=== Task description ===
Reproduce the data below with every "keypoint" changed to "marker point" and nothing else altered.

Coordinate labeling data:

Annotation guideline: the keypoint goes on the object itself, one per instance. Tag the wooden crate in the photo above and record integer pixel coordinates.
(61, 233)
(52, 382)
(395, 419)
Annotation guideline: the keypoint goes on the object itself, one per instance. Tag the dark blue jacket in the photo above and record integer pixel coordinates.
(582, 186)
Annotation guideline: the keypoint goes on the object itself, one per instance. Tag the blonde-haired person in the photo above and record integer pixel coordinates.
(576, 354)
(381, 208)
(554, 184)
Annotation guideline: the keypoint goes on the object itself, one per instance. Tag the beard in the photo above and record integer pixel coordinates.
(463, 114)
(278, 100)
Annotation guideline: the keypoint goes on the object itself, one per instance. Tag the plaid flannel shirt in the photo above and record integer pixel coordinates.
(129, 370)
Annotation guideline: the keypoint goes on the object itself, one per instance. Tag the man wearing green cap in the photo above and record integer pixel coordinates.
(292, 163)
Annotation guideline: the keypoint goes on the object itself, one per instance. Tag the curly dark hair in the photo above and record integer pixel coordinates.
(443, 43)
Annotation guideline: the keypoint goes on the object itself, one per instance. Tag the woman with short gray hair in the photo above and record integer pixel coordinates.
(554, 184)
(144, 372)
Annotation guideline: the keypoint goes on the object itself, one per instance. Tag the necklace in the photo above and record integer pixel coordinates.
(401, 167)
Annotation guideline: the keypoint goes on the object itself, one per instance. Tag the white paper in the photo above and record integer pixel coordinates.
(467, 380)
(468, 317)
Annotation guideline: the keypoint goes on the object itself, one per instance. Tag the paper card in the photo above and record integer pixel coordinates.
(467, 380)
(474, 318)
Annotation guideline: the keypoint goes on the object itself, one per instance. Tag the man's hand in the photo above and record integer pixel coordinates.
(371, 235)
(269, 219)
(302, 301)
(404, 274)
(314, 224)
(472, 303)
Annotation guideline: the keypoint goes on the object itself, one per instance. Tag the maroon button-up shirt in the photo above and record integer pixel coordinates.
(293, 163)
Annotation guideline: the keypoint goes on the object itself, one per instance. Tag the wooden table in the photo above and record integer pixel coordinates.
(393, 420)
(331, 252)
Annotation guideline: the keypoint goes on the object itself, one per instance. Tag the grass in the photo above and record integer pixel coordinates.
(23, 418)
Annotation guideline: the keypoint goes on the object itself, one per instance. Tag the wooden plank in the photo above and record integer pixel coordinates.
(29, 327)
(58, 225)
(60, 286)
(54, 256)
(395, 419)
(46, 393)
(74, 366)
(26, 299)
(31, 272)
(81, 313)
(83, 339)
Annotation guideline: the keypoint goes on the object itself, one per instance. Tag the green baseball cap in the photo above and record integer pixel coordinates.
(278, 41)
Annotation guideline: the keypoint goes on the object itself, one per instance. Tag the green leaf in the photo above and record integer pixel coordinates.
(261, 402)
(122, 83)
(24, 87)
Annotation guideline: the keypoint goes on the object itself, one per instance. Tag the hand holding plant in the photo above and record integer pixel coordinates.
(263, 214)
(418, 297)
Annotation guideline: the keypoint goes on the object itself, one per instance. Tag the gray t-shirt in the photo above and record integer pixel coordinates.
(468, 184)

=== Written response ===
Annotation guideline: the marker point goes on the object itself, one per instance. Tag the wooden crate in the photo above and record integer pixel coordinates.
(61, 233)
(52, 382)
(395, 419)
Annotation guideline: the marker point goes on the object itself, one per instance. Tag the dark blue jacket in the photo above and record integer pixel coordinates.
(582, 186)
Annotation guideline: the marker point goes on the object itself, one per instance. Tag the blonde-haired person in the photo above and record integer pixel coordinates.
(576, 354)
(381, 208)
(554, 184)
Annotation guideline: the marker point goes on the object itself, one per instance. Tag the beard in the photo above and record integer pixel coordinates.
(463, 114)
(278, 100)
Annotation guideline: the marker point goes on the object itself, one per instance. Tag the plaid flannel shirt in the photo above and record integer pixel coordinates.
(129, 370)
Annotation guideline: the marker point goes on the object itself, one per instance. Tag the man wearing green cap in the photo above and record integer pixel coordinates.
(292, 163)
Annotation guideline: the marker point goes on the object itself, one per instance. Tag the curly dark hair in the photo above and record integer pixel coordinates.
(443, 43)
Annotation guideline: the marker point goes on the object itself, one per instance. Tag the woman with short gray hair in the photo above and record integer pixel coordinates.
(554, 184)
(144, 372)
Annotation guideline: the marker point goes on the object itself, one per instance. Tag the necklace in the photo above and record integer pixel coordinates.
(401, 167)
Annotation guideline: the marker point goes on the object itself, one per instance. Tag the white paper in the photo above and record integer pixel coordinates.
(467, 380)
(468, 317)
Annotation guideline: the marker point goes on the object itself, one per instance. Tag the paper card in the photo above and record integer pixel coordinates.
(467, 380)
(474, 318)
Annotation guideline: the marker point goes on the object itself, one per instance. Tag the man's hand in the photo above and record integer pixel coordinates.
(371, 235)
(269, 219)
(302, 301)
(404, 274)
(314, 224)
(472, 303)
Annotation guideline: the marker point goes on the object itself, one per instance. Tag the maroon button-up shirt in the photo above and record integer pixel coordinates.
(293, 163)
Annotation guideline: the marker point goes on the object itself, one per instance. Tag the wooden table in the photo above and record integer pixel coordinates.
(393, 420)
(331, 252)
Annotation guideline: the marker point goes on the object itself, one per instance. Tag the grass in the photo above and record integer pixel coordinates.
(23, 418)
Annotation guideline: the marker point goes on the object itself, one per instance. Tag the wooden plank in the photo above and record integer pixel coordinates.
(29, 327)
(58, 225)
(60, 286)
(54, 256)
(395, 419)
(46, 393)
(74, 366)
(26, 299)
(31, 272)
(81, 313)
(83, 339)
Annotation guideline: the marker point goes on the object itself, one per instance. Tag the green baseball cap in the photo above and record integer pixel coordinates.
(278, 41)
Annotation guideline: the marker point goes on the object itself, one per instance. Tag the green leaf in the photo above and record integer pixel coordinates.
(261, 402)
(122, 83)
(24, 87)
Annotation guideline: the marker point goes on the object itself, one per instance. Tag the hand holding plant in the photo above and record integer pixel coordinates.
(263, 214)
(418, 297)
Annotation guideline: the marker point goes on the object itself, one per instance. Tag the gray t-shirt in the photo above and record integer pixel coordinates.
(468, 184)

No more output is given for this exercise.